━━━ Extrait du document

Je reviendrai au autre jour sur le moment surréaliste que nous a fait vivre le tandem Ben Stiller/Jeff Goodby, pourtant un des événements les plus attendus du Festival.

 Et d’ici là, je me pose tout de même une question: combien de gens, dans le milieu québécois des communications, sont vraiment imprégnés de cette nouvelle réalité ? Faisons-nous partie des endroits qui s’affairent à préparer, pour la « vieille » communication, un enterrement décent, ou sommes-nous de ceux qui nous acharnons à vouloir la maintenir sur le respirateur artificiel ?

J’ai encore toute une série de questions et d’observations en réserve, après quelques jours de ce baptême des Lions de Cannes. Mais ce sera assez pour aujourd’hui. Et une chose qui, elle, ne semble pas avoir changé, c’est le statut conféré au célèbre bar du Martinez comme point de ralliement. Quant à savoir si c’est vraiment vrai…  Je vais me permettre d’aller voir moi-même de quoi il retourne.

━━━━━━
━━━ Données fournies

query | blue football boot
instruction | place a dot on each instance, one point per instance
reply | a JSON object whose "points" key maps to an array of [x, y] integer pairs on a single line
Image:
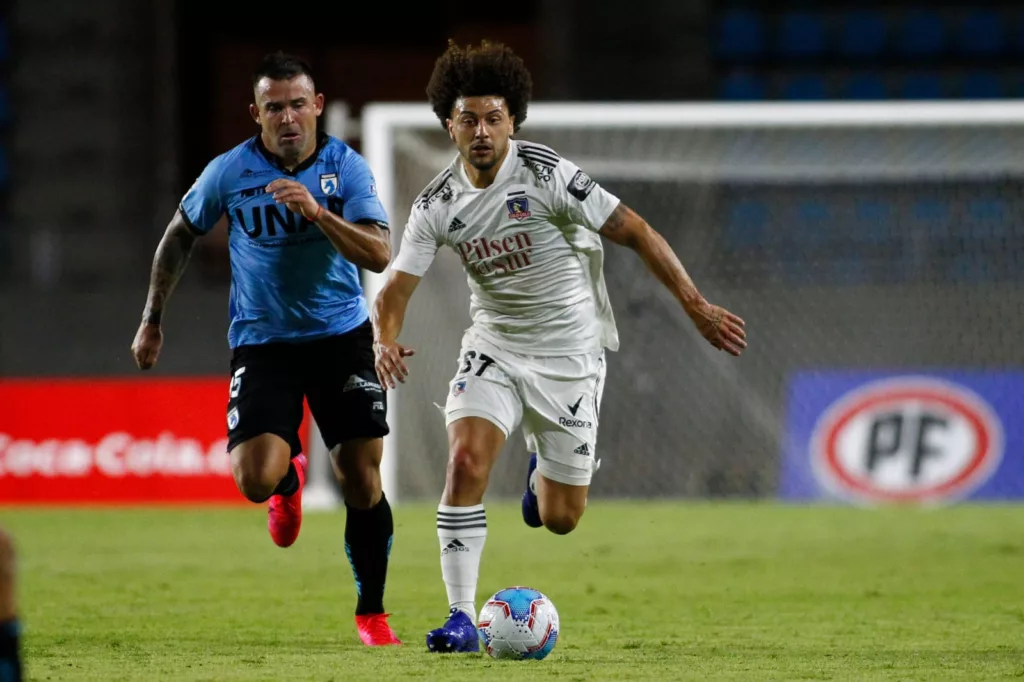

━━━━━━
━━━ Données fournies

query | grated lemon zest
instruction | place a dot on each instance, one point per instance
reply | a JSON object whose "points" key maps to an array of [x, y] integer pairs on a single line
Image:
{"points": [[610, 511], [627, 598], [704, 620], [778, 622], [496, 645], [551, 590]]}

━━━━━━

Court exercice — D'après l'extrait sur les Lions de Cannes, quel lieu semble avoir conservé son statut de point de ralliement ?

Réponse — Le célèbre bar du Martinez.